Then our RegEx expression should look like [abc]. Let's verify this. 
  1. static void Main()  
  2. {  
  3.     Program p = new Program();  
  4.     p.AnyCharacterMatch();    
  5.     Console.ReadKey();    
  6. }  
  7.       
  8. void AnyCharacterMatch() {  
  9.     List<string> inputs = new List<string>(){  
  10.         "123",  
  11.         "@#$",  
  12.         "test123",  
  13.         "123a*@",  
  14.         "cab123",  
  15.         "*#c12"  
  16.     };     
  17.     string regexPattern = "[abc]";   
  18.           
  19.     foreach(string input in inputs){  
  20.         if(new Regex(regexPattern).IsMatch(input)){  
  21.             Console.WriteLine("Pattern matched");    
  22.         }    
  23.         else {    
  24.             Console.WriteLine("Pattern did not match");    
  25.         }    
  26.               
  27.     }  
  28. }  
Output
 
 
Only those strings which have either "a" or "b" or "c" matches our pattern.
 

Any Number Match 

 
Likewise if we wish to find whether a given string has any number , then our RegEx pattern will be "[0-9]". 
  1. static void Main()  
  2. {  
  3.     Program p = new Program();  
  4.     p.AnyNumberMatch();    
  5.     Console.ReadKey();    
  6. }  
  7.       
  8. void AnyNumberMatch() {  
  9.     List<string> inputs = new List<string>(){  
  10.         "@#$",  
  11.         "test",  
  12.         "test123",  
  13.         "123a*@",  
  14.         "123"  
  15.     };     
  16.     string regexPattern = "[0-9]";   
  17.           
  18.     foreach(string input in inputs){  
  19.         if(new Regex(regexPattern).IsMatch(input)){  
  20.             Console.WriteLine("Pattern matched for "+ input);    
  21.         }    
  22.         else {    
  23.             Console.WriteLine("Pattern did not match for "+ input);    
  24.         }    
  25.               
  26.     }  
  27. }  
Output
 

 

AND operator Match

 
Similarly suppose we wish to check whether given input has at least one character and number. Our regular expression should look like "[a-z][0-9]" , meaning any character that matches with a to z and 0 to 9 . Now suppose we wish to check a pattern which must have at least one upper and lower case character and number. Our RegEx should look like "[a-z][A-Z][0-9]".
 
Note
The order of character classes ("[]") is important here.
 
Ex,
  1. static void Main()    
  2. {    
  3.     Program p = new Program();                  
  4.     p.MandatorySequenceMatch();  
  5.          
  6.     Console.ReadKey();      
  7. }    
  8.      
  9. void MandatorySequenceMatch() {    
  10.     List<string> inputs = new List<string>(){    
  11.         "123",    
  12.         "@#$",    
  13.         "test123",    
  14.         "test123ABC",  
  15.         "TestA123",  
  16.         "XYZabc0987",  
  17.         "Ab1",    
  18.          "test123Ab1"  
  19.     };       
  20.     string regexPattern = "[A-Z][a-z][0-9]";     
  21.

**Information provided**
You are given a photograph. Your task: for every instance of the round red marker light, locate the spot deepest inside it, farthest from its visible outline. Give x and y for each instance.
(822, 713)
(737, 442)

**Tasks to complete**
[1] In the C# regular expression tutorial, what pattern is used to check whether a given string contains any number?
[2] Carry on the C# regular expression tutorial from the point where it stops.

**Results by task**
[1] "[0-9]"

[2]
  22.     foreach(string input in inputs){    
  23.         if(new Regex(regexPattern).IsMatch(input)){    
  24.             Console.WriteLine("Pattern matched for "+ input);      
  25.         }      
  26.         else {      
  27.             Console.WriteLine("Pattern did not match for "+ input);      
  28.         }      
  29.                
  30.     }  
  31. }  
Output
 
 
Explanation
 
Pattern "[A-Z][a-z][0-9]" refers to any string that has one upper character, one lower character and a number in sequence. Only one character from each. For example "Ab1", "abCd2", "abcXy7345tesT". (only highlighted sections are exact match for the regular expression)
 
In "123", "@#$" and "test123" input strings either number or upper or lower character is missing. Hence pattern is not matching.
 
In "test123ABC","TestA123", order of upper, lower case and number characters are not followed. Hence pattern is not matching.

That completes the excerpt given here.